**YOUR TASK:** In full and without alteration, give the listing again.
═══
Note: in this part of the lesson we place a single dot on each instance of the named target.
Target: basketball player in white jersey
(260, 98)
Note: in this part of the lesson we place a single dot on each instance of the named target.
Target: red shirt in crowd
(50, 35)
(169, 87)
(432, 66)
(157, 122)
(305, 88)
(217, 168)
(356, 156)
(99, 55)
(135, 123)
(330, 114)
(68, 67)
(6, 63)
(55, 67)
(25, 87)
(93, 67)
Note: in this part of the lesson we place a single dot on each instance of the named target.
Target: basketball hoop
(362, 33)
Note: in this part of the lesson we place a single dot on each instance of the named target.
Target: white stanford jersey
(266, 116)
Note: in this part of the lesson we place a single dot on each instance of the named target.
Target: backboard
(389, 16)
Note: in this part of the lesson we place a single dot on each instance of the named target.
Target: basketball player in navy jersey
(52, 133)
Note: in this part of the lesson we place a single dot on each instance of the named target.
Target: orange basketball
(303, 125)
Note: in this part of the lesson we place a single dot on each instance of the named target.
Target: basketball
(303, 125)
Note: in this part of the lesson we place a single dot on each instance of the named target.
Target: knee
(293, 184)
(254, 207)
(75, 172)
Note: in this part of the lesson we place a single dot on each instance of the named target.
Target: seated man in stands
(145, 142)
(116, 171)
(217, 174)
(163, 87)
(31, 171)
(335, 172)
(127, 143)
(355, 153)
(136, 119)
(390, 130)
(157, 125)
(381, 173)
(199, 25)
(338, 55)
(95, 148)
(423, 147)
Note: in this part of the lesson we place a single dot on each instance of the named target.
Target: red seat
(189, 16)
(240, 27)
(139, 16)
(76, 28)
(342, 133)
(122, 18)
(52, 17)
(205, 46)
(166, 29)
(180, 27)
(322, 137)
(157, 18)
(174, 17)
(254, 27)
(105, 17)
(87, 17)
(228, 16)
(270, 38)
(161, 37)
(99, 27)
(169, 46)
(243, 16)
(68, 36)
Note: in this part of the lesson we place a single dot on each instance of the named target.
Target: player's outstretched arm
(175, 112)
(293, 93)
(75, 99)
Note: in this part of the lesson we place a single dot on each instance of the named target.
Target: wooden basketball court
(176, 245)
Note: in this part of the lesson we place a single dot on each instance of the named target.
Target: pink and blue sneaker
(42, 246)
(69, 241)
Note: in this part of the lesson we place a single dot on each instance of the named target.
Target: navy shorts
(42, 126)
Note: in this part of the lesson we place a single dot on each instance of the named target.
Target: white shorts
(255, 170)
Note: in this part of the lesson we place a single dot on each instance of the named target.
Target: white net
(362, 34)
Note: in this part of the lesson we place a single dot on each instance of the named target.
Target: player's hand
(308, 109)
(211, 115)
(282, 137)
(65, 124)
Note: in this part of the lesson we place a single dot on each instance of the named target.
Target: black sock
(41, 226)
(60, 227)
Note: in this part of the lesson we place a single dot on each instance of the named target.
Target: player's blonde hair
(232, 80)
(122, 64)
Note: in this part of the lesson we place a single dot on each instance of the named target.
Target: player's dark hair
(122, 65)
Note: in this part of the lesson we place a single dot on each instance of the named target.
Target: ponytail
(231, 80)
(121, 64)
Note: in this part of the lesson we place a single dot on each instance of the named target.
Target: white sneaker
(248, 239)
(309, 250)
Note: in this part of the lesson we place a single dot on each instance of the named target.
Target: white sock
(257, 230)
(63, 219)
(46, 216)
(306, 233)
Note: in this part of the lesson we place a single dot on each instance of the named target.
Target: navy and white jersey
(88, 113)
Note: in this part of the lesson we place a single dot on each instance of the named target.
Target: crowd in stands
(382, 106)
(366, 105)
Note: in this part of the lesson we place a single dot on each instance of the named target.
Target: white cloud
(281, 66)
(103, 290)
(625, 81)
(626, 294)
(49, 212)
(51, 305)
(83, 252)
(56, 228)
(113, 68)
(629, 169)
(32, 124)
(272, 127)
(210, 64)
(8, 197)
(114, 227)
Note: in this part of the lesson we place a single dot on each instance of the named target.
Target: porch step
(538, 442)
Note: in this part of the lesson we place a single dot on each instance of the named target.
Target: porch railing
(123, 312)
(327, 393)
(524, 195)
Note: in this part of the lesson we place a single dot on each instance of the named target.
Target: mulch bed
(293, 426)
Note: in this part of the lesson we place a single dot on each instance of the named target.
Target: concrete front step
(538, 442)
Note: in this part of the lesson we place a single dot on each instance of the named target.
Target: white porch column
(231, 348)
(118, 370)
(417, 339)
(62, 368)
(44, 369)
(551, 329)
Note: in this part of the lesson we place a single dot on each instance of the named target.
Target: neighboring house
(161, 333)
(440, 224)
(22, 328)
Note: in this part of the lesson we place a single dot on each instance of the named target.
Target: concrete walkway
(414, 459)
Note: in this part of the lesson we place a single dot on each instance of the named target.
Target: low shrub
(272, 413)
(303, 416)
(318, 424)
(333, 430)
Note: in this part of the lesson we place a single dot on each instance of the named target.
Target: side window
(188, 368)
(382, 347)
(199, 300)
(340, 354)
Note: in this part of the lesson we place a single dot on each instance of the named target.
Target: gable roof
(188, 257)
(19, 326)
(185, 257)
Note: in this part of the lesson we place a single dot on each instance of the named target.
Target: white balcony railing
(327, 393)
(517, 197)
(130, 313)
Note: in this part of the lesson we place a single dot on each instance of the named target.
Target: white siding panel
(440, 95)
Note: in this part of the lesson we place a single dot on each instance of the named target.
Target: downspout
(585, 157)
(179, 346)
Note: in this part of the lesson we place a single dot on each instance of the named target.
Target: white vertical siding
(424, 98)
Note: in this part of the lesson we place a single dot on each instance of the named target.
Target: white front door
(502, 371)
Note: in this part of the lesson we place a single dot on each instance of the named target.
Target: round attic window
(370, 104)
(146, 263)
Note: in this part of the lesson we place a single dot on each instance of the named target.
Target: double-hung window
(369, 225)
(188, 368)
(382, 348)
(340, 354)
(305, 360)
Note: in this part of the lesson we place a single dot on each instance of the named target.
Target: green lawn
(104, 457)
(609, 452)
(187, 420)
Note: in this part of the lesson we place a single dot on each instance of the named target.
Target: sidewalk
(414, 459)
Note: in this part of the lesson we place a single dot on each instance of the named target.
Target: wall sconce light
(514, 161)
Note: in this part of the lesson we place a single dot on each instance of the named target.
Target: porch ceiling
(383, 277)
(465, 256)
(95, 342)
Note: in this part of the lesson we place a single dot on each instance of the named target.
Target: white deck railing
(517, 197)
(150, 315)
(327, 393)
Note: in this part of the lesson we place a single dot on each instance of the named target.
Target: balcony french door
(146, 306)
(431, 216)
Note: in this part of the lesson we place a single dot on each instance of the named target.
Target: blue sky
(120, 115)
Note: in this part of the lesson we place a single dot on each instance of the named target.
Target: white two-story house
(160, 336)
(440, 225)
═══
**SOLUTION TO THE PROBLEM:**
Note: in this part of the lesson we place a single dot on each instance of the named target.
Target: basketball player in white jersey
(260, 98)
Note: in this part of the lesson we place a single dot on each instance of the named target.
Target: red shirt in crowd
(50, 35)
(169, 87)
(432, 66)
(157, 122)
(305, 88)
(217, 168)
(356, 156)
(99, 55)
(135, 123)
(330, 114)
(68, 67)
(6, 63)
(55, 67)
(25, 87)
(93, 67)
Note: in this part of the lesson we place a single dot on each instance of the named target.
Target: basketball hoop
(362, 33)
Note: in this part of the lesson we place a single dot on each instance of the named target.
Target: white stanford jersey
(266, 116)
Note: in this part of the lesson we place a single dot on each instance of the named target.
Target: backboard
(389, 16)
Note: in this part of the lesson we place a single dot on each instance of the named target.
Target: basketball player in navy jersey
(52, 133)
Note: in this part of the lesson we place a single dot on each instance of the named target.
Target: orange basketball
(303, 125)
Note: in this part of the lesson we place a single dot on each instance of the named target.
Target: basketball
(303, 125)
Note: in this part of the lesson we place a single dot on each instance of the named target.
Target: knee
(293, 184)
(254, 207)
(75, 172)
Note: in this part of the lesson we place a single dot on each instance of the named target.
Target: seated man in stands
(145, 142)
(116, 171)
(217, 174)
(163, 87)
(31, 171)
(335, 172)
(127, 143)
(355, 153)
(136, 119)
(390, 130)
(157, 125)
(381, 173)
(199, 25)
(338, 55)
(95, 148)
(423, 147)
Note: in this part of the lesson we place a single dot on each instance of the named target.
Target: red seat
(189, 16)
(240, 27)
(139, 16)
(76, 28)
(342, 133)
(122, 18)
(52, 17)
(205, 46)
(166, 29)
(180, 27)
(322, 137)
(157, 18)
(174, 17)
(254, 27)
(105, 17)
(87, 17)
(228, 16)
(270, 38)
(161, 37)
(99, 27)
(169, 46)
(243, 16)
(68, 36)
Note: in this part of the lesson we place a single dot on each instance of the named target.
Target: player's outstretched arm
(175, 112)
(293, 93)
(75, 99)
Note: in this part of the lesson we place a single dot on each instance of the named target.
Target: wooden basketball court
(176, 245)
Note: in this part of the lesson we place a single dot on each instance of the named target.
Target: pink and blue sneaker
(42, 246)
(69, 241)
Note: in this part of the lesson we place a single dot on each instance of the named target.
Target: navy shorts
(42, 126)
Note: in this part of the lesson we place a single dot on each instance of the named target.
Target: white shorts
(255, 170)
Note: in this part of the lesson we place a single dot on each instance of the named target.
Target: white net
(362, 34)
Note: in this part of the lesson we place a single dot on each instance of the named target.
Target: player's hand
(308, 109)
(211, 115)
(282, 137)
(65, 124)
Note: in this part of the lesson we place a single dot on each instance of the named target.
Target: black sock
(41, 226)
(60, 227)
Note: in this part of the lesson we place a single dot on each instance of the named target.
Target: player's blonde hair
(232, 80)
(122, 64)
Note: in this part of the lesson we place a single dot on each instance of the named target.
Target: player's dark hair
(122, 65)
Note: in this part of the lesson we place a single dot on each instance of the named target.
Target: ponytail
(231, 80)
(121, 64)
Note: in this part of the lesson we place a single dot on each instance of the named target.
Target: white sneaker
(248, 239)
(309, 250)
Note: in this part of the lesson we place a single dot on each instance of the named target.
Target: white sock
(257, 230)
(63, 219)
(46, 216)
(306, 233)
Note: in this part of the lesson we place a single dot on each instance of the named target.
Target: navy and white jersey
(88, 113)
Note: in this part of the lesson we place a single dot on each instance of the named target.
Target: crowd in stands
(382, 106)
(366, 105)
Note: in this part of the lesson we place a single dot on each instance of the named target.
Target: white cloud
(281, 66)
(103, 290)
(625, 81)
(626, 294)
(49, 212)
(51, 305)
(83, 252)
(56, 228)
(113, 68)
(629, 169)
(32, 124)
(272, 127)
(210, 64)
(8, 197)
(114, 227)
Note: in this part of the lesson we place a single dot on each instance of the named target.
Target: porch step
(538, 442)
Note: in this part of the lesson we place a single dot on each instance of the named target.
Target: porch railing
(123, 312)
(327, 393)
(524, 195)
Note: in this part of the lesson we place a single dot on each instance of the named target.
Target: mulch bed
(293, 426)
Note: in this part of the lesson we place a single dot on each instance of the named target.
Target: concrete front step
(538, 442)
Note: in this part of the lesson we place a single dot on each instance of the named target.
Target: white porch column
(231, 348)
(118, 370)
(417, 339)
(62, 368)
(44, 369)
(551, 329)
Note: in this part of the lesson we place a single dot on each instance of the named target.
Target: neighboring house
(161, 333)
(440, 224)
(22, 328)
Note: in this part of the lesson we place a single dot on each instance of the named target.
Target: concrete walkway
(414, 459)
Note: in this part of the lesson we place a single dot on each instance of the named target.
Target: low shrub
(272, 413)
(303, 416)
(318, 424)
(333, 430)
Note: in this part of the lesson we place a single dot on each instance of the named target.
Target: side window
(188, 368)
(382, 347)
(199, 300)
(340, 354)
Note: in this part of the lesson we place a single dot on each instance of the named target.
Target: gable roof
(188, 257)
(19, 326)
(185, 257)
Note: in this part of the lesson we place a single dot on each instance of the named target.
Target: white balcony railing
(327, 393)
(517, 197)
(130, 313)
Note: in this part of the lesson we place a single dot on each instance of the named target.
Target: white siding panel
(440, 95)
Note: in this part of the lesson we place a single dot on each instance of the named target.
Target: downspout
(585, 157)
(179, 346)
Note: in this part of the lesson we place a single dot on each instance of the named target.
Target: white vertical siding
(424, 98)
Note: in this part of the lesson we place a single dot on each instance of the named target.
Target: white front door
(502, 371)
Note: in this part of the lesson we place a single dot on each instance of the named target.
Target: round attic window
(370, 104)
(146, 263)
Note: in this part of the lesson we place a single dot on each instance of the named target.
Target: double-hung window
(369, 225)
(188, 368)
(382, 348)
(340, 354)
(305, 360)
Note: in this part of the lesson we place a single dot on each instance of the named target.
Target: green lawn
(104, 457)
(609, 452)
(187, 420)
Note: in this part of the lesson we place a single dot on each instance of the named target.
Target: sidewalk
(414, 459)
Note: in this part of the lesson we place a single dot on each instance of the named target.
Target: wall sconce light
(514, 161)
Note: in this part of the lesson we place a single dot on each instance of the named target.
Target: porch ceiling
(383, 277)
(465, 256)
(95, 342)
Note: in this part of the lesson we place a single dot on each instance of the named target.
Target: white deck railing
(517, 197)
(150, 315)
(327, 393)
Note: in this part of the lesson we place a single dot on each instance of the named target.
Target: balcony french door
(146, 306)
(431, 216)
Note: in this part of the lesson we place a single dot on each instance of the named target.
Target: blue sky
(120, 115)
Note: in this part of the lesson we place a single dot on each instance of the named target.
Target: white two-story house
(160, 336)
(440, 225)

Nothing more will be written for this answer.